> [Goal]
Repeat the listing exactly as given, omitting every image.

[Stored items from a collection]
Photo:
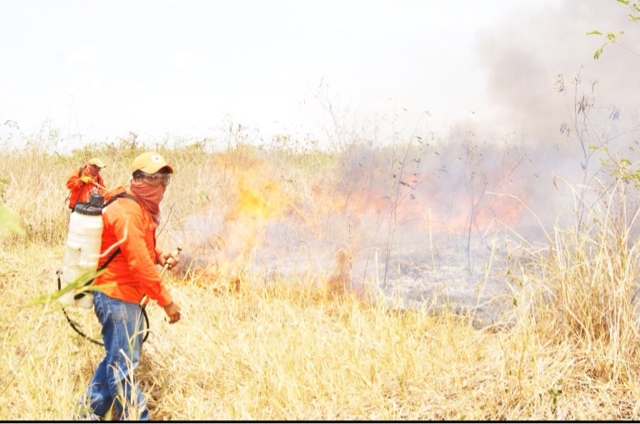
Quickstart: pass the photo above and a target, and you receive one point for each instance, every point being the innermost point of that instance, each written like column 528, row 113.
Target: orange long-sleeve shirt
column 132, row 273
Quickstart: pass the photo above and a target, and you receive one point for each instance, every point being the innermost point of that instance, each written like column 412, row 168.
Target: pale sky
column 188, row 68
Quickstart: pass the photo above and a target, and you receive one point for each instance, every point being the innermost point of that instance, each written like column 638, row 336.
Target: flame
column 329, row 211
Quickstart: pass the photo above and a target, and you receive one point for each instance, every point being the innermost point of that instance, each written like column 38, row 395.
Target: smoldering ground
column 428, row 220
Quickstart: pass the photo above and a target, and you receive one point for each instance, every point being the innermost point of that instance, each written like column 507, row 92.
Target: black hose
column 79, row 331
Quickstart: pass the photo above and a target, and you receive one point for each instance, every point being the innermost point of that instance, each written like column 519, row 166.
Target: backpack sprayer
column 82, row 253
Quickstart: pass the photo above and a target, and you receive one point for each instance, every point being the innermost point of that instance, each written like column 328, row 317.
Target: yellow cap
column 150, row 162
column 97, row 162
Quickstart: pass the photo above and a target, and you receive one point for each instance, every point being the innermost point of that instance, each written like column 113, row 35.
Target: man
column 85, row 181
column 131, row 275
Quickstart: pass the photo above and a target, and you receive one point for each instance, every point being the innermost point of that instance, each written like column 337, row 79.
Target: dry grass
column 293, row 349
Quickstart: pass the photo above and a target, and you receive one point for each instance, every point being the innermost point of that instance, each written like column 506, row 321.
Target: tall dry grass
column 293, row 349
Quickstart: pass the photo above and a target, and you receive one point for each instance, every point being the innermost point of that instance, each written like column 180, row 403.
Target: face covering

> [Answer below]
Photo:
Quickstart: pass the photo above and a target, and you receive one point for each instance, every point being the innermost point of that instance, each written like column 528, row 113.
Target: orange long-sleeve shirt
column 132, row 273
Quickstart: pass the photo above and a target, and you receive one point for each instance, every point being the innermost point of that instance, each written like column 412, row 168.
Target: pale sky
column 188, row 68
Quickstart: pass the photo above and a target, and you receive one point for each instance, every point being the innermost point of that instance, each written like column 638, row 336.
Target: flame
column 329, row 211
Quickstart: pass the photo above and a target, and you receive one point for each instance, every point being the innermost point of that instance, each written like column 38, row 395.
Target: smoldering ground
column 428, row 220
Quickstart: pass the photo above and a target, and you receive one point for each instance, every point being the innermost point of that instance, each written like column 507, row 92.
Target: black hose
column 79, row 331
Quickstart: pass the photo above and a target, and you receive one point for each instance, every point being the innermost point of that instance, each written like column 519, row 166.
Target: backpack sprayer
column 82, row 253
Quickstart: pass the photo above and a target, and you receive one point for each instance, every point being the innermost point of that instance, each written like column 328, row 317.
Target: yellow cap
column 150, row 162
column 97, row 162
Quickstart: pass the photo above and a target, and you receive one point for each instance, every point being the innermost point of that instance, each written like column 113, row 35.
Target: man
column 85, row 181
column 131, row 275
Quickstart: pass the photo above and a target, and you receive one point for each instance, every point being the innermost point of that instance, each written like column 337, row 79.
Target: dry grass
column 293, row 349
Quickstart: pass the photo above and a target, and you receive one point for each instance, every point being the innermost point of that instance, each written like column 506, row 321.
Target: tall dry grass
column 293, row 349
Quickstart: pass the photo above and a target, and you receive one point for each instance, every point being the innermost point of that instance, each written like column 180, row 403.
Target: face covering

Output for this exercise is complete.